→ Extract to read
NEW LEXINGTON — With a global pandemic seemingly limiting or canceling events throughout Perry County, some have opted to a change of operations in an effort to benefit those in the community suffering from cancer.
The 14th Annual Kat Dodson Foundation fundraiser has had to change its process of collecting donations and gifts to fit in with the ever-changing coronavirus (COVID-19) pandemic. However, as hugs, haircuts and graduations had to wait, Perry County’s cancer patients cannot, according to Carol Dodson.
The well-known, local benefit is asking for donations again this year even with its cancelation of its large, in-person event typically held in the St. Rose gymnasium located in New Lexington.
The in-person extravaganza was canceled in an effort to protect those who regularly attend the event. Instead of holding a one day donation event, the Kat Dodson Foundation is opting to raise money for the entire month of September.
“The main thing we are going to be doing is — every Saturday in September from 9 a.m. to noon, we will be selling tickets at the catering hall at Dodson’s on Broadway,” Dodson told The Perry County Tribune.
The Gathering Place, located at 323 West Broadway in New Lexington, will be the site for drive-thru donations. There, Kat Dodson Foundation representatives will be selling tickets as well as chances for people to enter a 50/50 raffle, a lottery tree and other types of raffles.
“On the last day of September, we will be drawing the winners down [at The Gathering Place],” Dodson said.
Winners will be drawn on Sept. 26 at noon.
“If you want to buy some chances, you just drive through, we will come to your car and get your money and give you tickets,” Dodson said.
There will also be annual foundation shirts available throughout the whole month of September for sale for those interested.
For those who are able to mail in checks or cash donations, they can do so by sending them to the Kat Foundation at 4378 Township Road 130, Corning, Ohio 4373. Checks are to be made out to the Perry County Cancer Alliance.
“That’s really going to be the main fundraiser this year just trying to not have people interaction which is sad but that what we are doing,” Dodson said.

→ The task
Output the portion of the fundraiser article between "The Gathering Place, located" and "for those interested.", inclusive. The listing after this point is separate material, not part of the fundraiser article.

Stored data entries
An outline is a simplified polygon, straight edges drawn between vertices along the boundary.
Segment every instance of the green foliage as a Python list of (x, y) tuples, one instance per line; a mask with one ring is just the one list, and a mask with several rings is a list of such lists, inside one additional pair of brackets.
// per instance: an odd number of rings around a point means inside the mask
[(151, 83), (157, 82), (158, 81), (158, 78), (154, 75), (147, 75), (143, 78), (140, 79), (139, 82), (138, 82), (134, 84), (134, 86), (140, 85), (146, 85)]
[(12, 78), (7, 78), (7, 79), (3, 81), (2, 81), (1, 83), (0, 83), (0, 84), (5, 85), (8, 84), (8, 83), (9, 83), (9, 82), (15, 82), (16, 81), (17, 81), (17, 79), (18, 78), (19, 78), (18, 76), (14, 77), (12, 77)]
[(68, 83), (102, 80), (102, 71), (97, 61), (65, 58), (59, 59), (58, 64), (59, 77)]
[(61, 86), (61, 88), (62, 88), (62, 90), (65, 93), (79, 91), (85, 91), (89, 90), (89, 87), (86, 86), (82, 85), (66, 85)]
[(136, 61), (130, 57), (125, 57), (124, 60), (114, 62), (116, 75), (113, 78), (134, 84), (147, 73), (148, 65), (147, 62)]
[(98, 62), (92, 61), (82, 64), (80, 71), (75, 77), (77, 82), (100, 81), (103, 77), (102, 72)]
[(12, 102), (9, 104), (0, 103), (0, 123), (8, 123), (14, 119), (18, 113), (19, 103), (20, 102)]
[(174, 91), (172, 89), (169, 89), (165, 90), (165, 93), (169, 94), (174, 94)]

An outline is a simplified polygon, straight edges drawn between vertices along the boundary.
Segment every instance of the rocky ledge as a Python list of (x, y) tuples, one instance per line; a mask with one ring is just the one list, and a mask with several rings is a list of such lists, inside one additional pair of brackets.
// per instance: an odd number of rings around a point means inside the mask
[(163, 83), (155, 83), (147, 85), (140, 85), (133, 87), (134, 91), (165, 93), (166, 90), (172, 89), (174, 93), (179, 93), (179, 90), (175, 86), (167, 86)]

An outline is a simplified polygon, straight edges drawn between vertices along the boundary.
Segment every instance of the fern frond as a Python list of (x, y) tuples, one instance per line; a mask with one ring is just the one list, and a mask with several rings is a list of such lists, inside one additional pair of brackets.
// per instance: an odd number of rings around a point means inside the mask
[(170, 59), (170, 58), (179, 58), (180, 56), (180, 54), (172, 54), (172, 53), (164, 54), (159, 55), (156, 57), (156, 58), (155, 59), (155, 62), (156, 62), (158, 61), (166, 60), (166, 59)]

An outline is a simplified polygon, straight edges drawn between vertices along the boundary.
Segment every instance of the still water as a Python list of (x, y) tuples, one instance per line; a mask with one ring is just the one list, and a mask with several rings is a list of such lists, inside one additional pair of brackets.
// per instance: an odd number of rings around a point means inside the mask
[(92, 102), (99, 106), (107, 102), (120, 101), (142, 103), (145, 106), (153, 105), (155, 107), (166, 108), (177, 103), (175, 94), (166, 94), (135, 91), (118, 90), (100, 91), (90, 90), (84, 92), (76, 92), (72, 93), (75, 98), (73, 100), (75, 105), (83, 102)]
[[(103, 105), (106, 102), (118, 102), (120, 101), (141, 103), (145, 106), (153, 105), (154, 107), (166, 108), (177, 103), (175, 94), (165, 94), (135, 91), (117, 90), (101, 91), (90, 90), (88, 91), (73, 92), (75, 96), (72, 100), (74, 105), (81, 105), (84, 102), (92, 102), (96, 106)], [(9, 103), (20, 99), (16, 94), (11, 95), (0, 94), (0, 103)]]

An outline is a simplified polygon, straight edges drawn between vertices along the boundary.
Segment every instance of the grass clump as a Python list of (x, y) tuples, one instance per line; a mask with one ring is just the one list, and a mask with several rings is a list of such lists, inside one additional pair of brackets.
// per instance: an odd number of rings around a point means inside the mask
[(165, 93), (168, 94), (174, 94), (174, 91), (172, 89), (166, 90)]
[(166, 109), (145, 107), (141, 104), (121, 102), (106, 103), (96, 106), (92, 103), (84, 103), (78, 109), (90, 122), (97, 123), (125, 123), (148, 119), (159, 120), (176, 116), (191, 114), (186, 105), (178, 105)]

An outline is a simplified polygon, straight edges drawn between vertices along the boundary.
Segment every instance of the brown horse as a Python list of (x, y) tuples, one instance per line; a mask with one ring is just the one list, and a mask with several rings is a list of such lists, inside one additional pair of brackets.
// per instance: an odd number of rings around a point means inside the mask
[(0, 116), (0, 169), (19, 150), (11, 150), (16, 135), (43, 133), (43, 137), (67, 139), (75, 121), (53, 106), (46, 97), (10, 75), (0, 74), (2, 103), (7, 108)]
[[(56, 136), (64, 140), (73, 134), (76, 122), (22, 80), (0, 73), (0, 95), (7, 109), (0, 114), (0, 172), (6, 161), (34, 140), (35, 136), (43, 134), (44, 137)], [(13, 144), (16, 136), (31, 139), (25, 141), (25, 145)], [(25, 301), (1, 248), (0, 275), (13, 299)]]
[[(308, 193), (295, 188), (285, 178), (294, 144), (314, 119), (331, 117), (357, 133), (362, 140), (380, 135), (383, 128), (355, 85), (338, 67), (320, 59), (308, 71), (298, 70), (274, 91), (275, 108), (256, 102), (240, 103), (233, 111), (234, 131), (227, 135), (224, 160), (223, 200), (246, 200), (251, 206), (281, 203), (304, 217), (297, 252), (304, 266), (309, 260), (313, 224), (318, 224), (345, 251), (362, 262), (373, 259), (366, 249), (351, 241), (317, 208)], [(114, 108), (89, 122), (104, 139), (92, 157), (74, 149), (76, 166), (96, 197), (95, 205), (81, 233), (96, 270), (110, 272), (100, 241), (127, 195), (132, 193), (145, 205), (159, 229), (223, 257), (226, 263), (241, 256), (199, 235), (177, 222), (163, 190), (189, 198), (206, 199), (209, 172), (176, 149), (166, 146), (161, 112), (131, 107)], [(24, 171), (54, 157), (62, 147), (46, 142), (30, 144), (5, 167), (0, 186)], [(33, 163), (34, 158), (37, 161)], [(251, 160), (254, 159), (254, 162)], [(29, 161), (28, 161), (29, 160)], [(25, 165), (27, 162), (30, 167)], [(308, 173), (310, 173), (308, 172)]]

→ Task result
The Gathering Place, located at 323 West Broadway in New Lexington, will be the site for drive-thru donations. There, Kat Dodson Foundation representatives will be selling tickets as well as chances for people to enter a 50/50 raffle, a lottery tree and other types of raffles.
“On the last day of September, we will be drawing the winners down [at The Gathering Place],” Dodson said.
Winners will be drawn on Sept. 26 at noon.
“If you want to buy some chances, you just drive through, we will come to your car and get your money and give you tickets,” Dodson said.
There will also be annual foundation shirts available throughout the whole month of September for sale for those interested.